• Stated problem
Rewrite every line starting at the one that contains "Where can you see the evergreen" and ending at the one that contains "Where can you see the gray", both ends included. Keep the wording unchanged, but multiply each coordinate by 2.4 and round it to a whole number, with halves rounded up.

** BEGIN Information given **

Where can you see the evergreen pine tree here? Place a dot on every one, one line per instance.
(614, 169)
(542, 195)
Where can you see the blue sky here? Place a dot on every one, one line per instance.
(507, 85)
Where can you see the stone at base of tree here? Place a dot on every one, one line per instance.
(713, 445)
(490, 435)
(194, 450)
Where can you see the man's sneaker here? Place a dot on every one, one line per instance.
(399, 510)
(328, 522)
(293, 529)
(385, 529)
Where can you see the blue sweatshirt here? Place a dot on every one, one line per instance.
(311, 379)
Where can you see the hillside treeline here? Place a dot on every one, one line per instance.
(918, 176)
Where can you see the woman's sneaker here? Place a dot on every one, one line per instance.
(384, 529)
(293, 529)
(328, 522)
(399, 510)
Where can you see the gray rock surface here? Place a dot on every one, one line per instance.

** END Information given **
** BEGIN Information given **

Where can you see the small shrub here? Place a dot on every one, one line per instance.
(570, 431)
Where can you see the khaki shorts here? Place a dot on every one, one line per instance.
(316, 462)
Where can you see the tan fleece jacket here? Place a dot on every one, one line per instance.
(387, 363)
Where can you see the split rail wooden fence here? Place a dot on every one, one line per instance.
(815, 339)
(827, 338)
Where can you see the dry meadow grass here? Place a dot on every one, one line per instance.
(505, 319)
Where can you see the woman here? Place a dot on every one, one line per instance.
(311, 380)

** END Information given **

• Solved exercise
Where can you see the evergreen pine tree here? Place a dot on every one, one line per instance.
(1474, 406)
(1301, 468)
Where can you see the blue sky here? Place a dot on every one, one line per instance.
(1217, 204)
Where can you see the stone at base of tree here? Place a dot on every one, one line per instance.
(1711, 1068)
(1176, 1044)
(466, 1080)
Where can you see the man's sneaker here? Place a dot on every one, one line per instance.
(958, 1224)
(787, 1253)
(703, 1270)
(924, 1270)
Where can you see the blue sweatshirt here? Place a dot on every one, one line per instance.
(746, 910)
Where can you see the hillside treeline here? Place a dot on every one, one line per instance.
(2203, 422)
Where can you see the woman's sneaker here? Place a dot on every one, one line per instance.
(922, 1270)
(703, 1270)
(787, 1253)
(958, 1224)
Where can you see the gray rock surface here? Place a dot on every one, one line per instance.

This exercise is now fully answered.